#### SUPPLIED PASSAGE ####

# Caesar Chorus EQ modifications



## calculuscore96 (Jan 13, 2022)

Both Caesar's I have built are very close to the Julia, but retain slightly less bass and low mids than the Julia. Could just be combined tolerances, but I want to beef up the effect signal. I know that in a CE-2 schematic the two 100pf caps function as low pass filters, should I decrease/increase the corresponding 100pf caps in the Caesar? Anybody know what other key parts might be most responsible for sculpting the eq? Thinking about just socketing some stuff


----------



## Stickman393 (Jan 25, 2022)

Good read on the CE-2 circuit, which the Julia clearly was based off of.






						ElectroSmash - Boss CE-2 Analysis
					

Chorus Effect,Architecture,Circuit, Achematic,Layout,Components Part List,JFET Bypass Switch, Power Supply,Boss ACA vs. PSA Power Supply Adapters,Input Buffer,Input Impedance,Pre-De Emphasis Filters,Shelving Filters with Operational Amplifiers,Inverting O




					www.electrosmash.com
				




You'll be able to plug component values into the equations there to see how changing individual components can affect the frequency cutoff and gain of each filter.

####

▸ STATED GOAL 1: For the Caesar Chorus thread, say whether each statement agrees with it, answering yes or no and quoting the deciding words: (a) The first poster has built two Caesar pedals. (b) The first poster's builds have more bass than the Julia. (c) The reply says the Julia was based on the CE-2 circuit.
▸ STATED GOAL 2: Resume the Caesar Chorus thread right after its last sentence.
The material that comes next has no connection to the chorus pedal thread.

#### INFORMATION SHOWN ####

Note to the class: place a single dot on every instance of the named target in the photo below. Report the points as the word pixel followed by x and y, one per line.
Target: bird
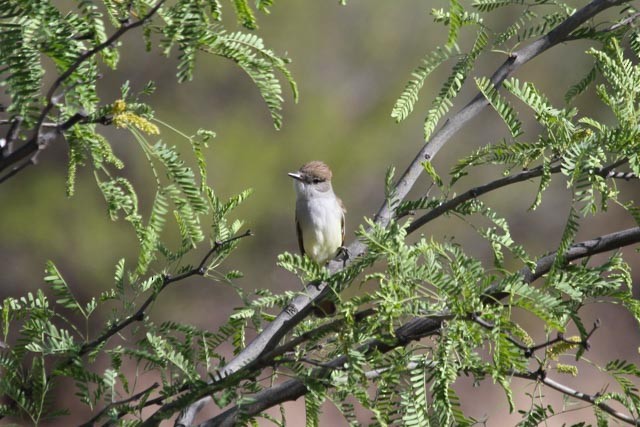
pixel 319 219
pixel 319 212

####

▸ WRITTEN REPLY 1:
(a) Yes: "Both Caesar's I have built"
(b) No: "retain slightly less bass and low mids than the Julia"
(c) Yes: "Good read on the CE-2 circuit, which the Julia clearly was based off of."

▸ WRITTEN REPLY 2:
Those little 100pf caps don't appear to be the best place to focus your attention, if I'm reading this article correctly.  Parallel paths where one is equal to zero...I might not be totally wrapping my head around this.  Maybe someone else can chime in 

But, the pre-emphasis filter can be tweaked by adjusting R9, S10, R11, & C4.  Increase C4 alone, and you shift the frequency curve a bit lower, boosting and shelving from a little further down.  But the pre emphasis and de-emphasis filters are meant to cancel each other out in this scenario.  You might be able to get some results by shifting the de-emphasis filter range down a bit...couldn't tell ya.

Honestly, I'm curious what would happen if you bumped R16 up a bit in the anti-aliasing filter.  That would certainly feed more low end into the BBD...but how much would actually make a difference?  Shoot, I dunno.

First time engaging with the math here...learning like everyone else.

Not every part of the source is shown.